**Work instruction:** What you return should match every record exactly, with the images removed.

Given records section start

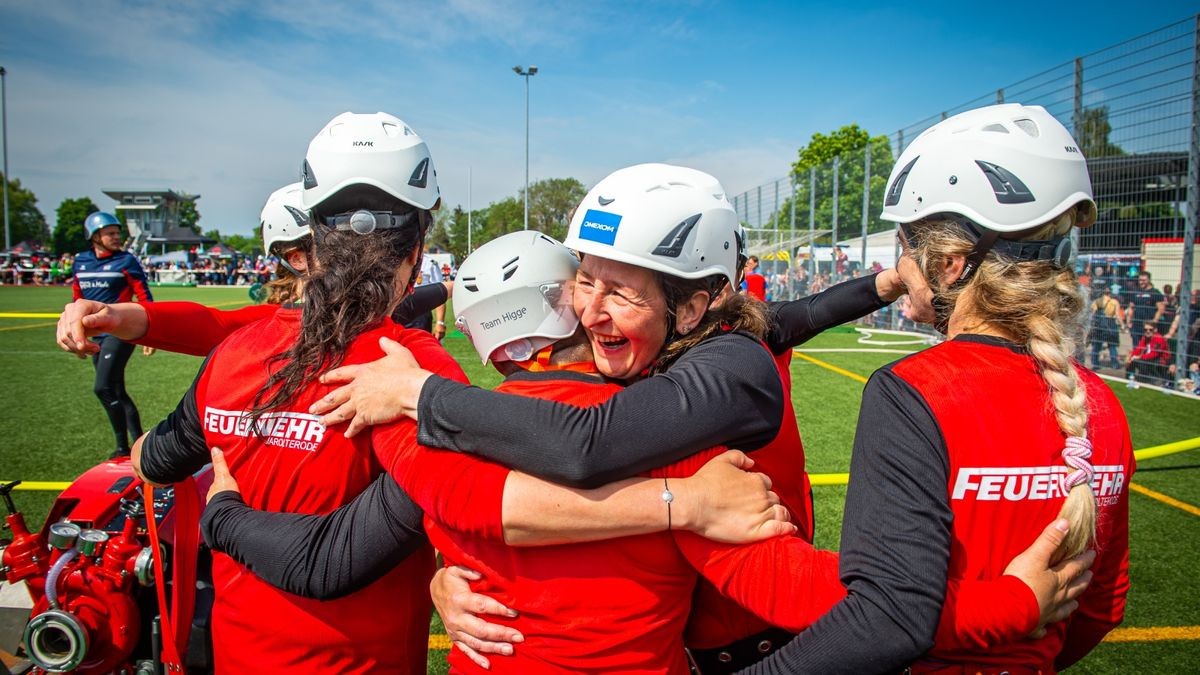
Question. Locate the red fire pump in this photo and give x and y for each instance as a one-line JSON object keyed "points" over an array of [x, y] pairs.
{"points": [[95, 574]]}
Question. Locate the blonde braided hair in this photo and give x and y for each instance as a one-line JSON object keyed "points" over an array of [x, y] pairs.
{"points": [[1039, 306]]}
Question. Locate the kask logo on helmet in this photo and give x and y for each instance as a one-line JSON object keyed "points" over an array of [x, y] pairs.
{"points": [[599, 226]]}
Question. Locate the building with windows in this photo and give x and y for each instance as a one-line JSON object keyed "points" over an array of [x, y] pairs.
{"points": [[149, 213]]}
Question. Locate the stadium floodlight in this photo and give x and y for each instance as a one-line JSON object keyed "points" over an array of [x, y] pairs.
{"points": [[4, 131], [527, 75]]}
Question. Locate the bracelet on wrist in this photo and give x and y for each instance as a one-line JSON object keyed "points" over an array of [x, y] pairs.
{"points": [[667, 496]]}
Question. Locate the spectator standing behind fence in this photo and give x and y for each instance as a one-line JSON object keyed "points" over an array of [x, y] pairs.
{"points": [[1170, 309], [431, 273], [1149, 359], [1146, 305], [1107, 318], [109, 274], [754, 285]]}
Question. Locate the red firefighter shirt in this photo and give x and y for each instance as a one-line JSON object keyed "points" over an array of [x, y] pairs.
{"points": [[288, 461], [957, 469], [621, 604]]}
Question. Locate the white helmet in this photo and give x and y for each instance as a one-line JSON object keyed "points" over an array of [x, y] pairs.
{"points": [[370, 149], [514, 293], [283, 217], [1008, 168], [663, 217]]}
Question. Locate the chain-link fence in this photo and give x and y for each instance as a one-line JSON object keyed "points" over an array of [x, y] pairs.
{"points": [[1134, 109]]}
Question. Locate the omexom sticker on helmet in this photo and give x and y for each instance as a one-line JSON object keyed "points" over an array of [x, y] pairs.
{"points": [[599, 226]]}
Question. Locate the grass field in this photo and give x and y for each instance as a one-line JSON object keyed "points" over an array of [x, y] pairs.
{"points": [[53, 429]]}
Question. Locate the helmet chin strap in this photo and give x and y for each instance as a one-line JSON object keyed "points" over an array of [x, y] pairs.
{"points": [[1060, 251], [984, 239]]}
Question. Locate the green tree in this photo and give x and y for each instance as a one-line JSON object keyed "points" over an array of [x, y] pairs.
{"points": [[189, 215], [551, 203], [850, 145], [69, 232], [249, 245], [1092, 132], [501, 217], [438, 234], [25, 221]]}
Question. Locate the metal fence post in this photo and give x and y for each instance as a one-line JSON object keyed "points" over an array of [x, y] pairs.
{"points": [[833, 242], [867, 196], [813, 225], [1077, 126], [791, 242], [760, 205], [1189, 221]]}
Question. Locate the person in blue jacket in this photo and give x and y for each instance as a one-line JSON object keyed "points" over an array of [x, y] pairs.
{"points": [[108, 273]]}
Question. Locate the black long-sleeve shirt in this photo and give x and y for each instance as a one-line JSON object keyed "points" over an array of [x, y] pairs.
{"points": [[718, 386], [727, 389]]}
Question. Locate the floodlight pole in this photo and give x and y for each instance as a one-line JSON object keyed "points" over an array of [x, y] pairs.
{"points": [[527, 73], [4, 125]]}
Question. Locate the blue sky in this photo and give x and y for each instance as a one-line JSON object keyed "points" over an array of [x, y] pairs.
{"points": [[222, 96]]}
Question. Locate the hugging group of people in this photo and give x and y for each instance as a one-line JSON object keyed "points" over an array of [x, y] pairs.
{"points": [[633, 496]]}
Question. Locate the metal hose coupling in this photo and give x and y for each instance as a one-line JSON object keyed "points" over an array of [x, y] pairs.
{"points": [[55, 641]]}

Given records section end

**Result below:**
Question. Locate the red fire pump in this photo and give x and y for each instance as a one-line JSON object keyed "points" over an array of [x, y] pairs.
{"points": [[95, 574]]}
Question. Locate the blonde braided hair in this photo and give x and y for each instance as a one-line JSON object keyed "points" over an array of [x, y] pairs.
{"points": [[1039, 306]]}
Question. Locate the kask logo on helmet in this photo and give x and y for each instance as a one-line JSON object keyed "points" over an array of [x, y] pairs.
{"points": [[599, 226]]}
Question. Locate the building with windows in this photo and give x and y for each instance as a one-line JSON object keyed "points" over an array of [x, y] pairs.
{"points": [[149, 213]]}
Question. Locate the stadium floodlight in this photo and give x and y for each instance as a one-line JSON object keyed "points" over an array of [x, y] pairs.
{"points": [[4, 131], [527, 75]]}
Question. Locate the bracelet on wrist in this photo and give x and y for each instance as a one-line JSON object keyed "points" over an array of [x, y] pairs.
{"points": [[667, 496]]}
Question. Locate the spectator standing behind fence in this photo and give x and y for each instance as a one-line JSON object keyed "points" over an array of [x, y] pairs.
{"points": [[1170, 309], [431, 273], [1149, 359], [1146, 305], [1107, 318], [109, 274], [754, 285]]}
Question. Locate the red firefighter shirt in this photo and give x and y for each instance as a one-line JSON object keyed "points" over an array of [x, y] pairs.
{"points": [[288, 461], [957, 469], [621, 604]]}
Question. Locate the white helmet in this photo and give x and y for each instance as a one-line JSON object keyed "points" over an array of [x, y] pairs.
{"points": [[370, 149], [514, 293], [283, 217], [1008, 168], [663, 217]]}
Question. Locate the chain-link fence in this photo and give x and y for each instance as a one-line JSON object keyed "points" over an array of [x, y] pairs.
{"points": [[1134, 109]]}
Question. Locate the omexom sticker on helmet in this photo and give x and y for each instance as a one-line JSON object keyed "points" over an array of [x, y] pairs.
{"points": [[599, 226]]}
Question. Locate the grass field in this photo and give x and y for each instance as a one-line JSON object keyed "points" over an array of [x, y] pairs.
{"points": [[53, 429]]}
Question. Locate the helmet chin strap in this photo and give x and y for each instance as a one-line JSON object keyed "points" over an array of [x, y] pairs.
{"points": [[1060, 251], [984, 239]]}
Question. Locate the green tree in this photo and give x and y for each instance as a one-line JSON object keyed "points" over an array of [x, y] pairs.
{"points": [[189, 215], [551, 203], [850, 145], [69, 232], [249, 245], [1092, 132], [501, 217], [438, 234], [25, 221]]}
Question. Locate the metal fence post in this photo and give x and y for each instance as a one-line JSON object keyed "points" over an array of [x, y] pairs.
{"points": [[833, 242], [867, 196], [813, 225], [1077, 126], [791, 242], [760, 205], [1189, 221]]}
Question. Locate the person in blue jacket in this photo and give x and y for each instance as a one-line JSON object keyed "points" over an array of [x, y] pairs.
{"points": [[108, 273]]}
Question. Locate the black long-sleeve shirt in this photo and give x and y for each instance as a one-line JSON object keyed "points" over an array of [x, y] pairs.
{"points": [[718, 386], [727, 389]]}
Question. Locate the floodlight pole in this photo and give x and y for each instance as a one-line JSON object keyed "points" over an array of [x, y] pairs.
{"points": [[527, 73], [4, 125]]}
Question. Locate the blue sky in this photo and give x and y for each instance as a one-line JSON object keyed "points" over an array of [x, y] pairs.
{"points": [[222, 96]]}
Question. Locate the hugging group of people in this photo and give x and y for each instance as a one-line JSON object keyed "points" over an array of [x, y] pairs.
{"points": [[633, 496]]}
Question. Locate the metal hose coupling in this photo and give x and y for each instance as a one-line JSON object keyed "points" over an array of [x, y] pairs.
{"points": [[55, 641]]}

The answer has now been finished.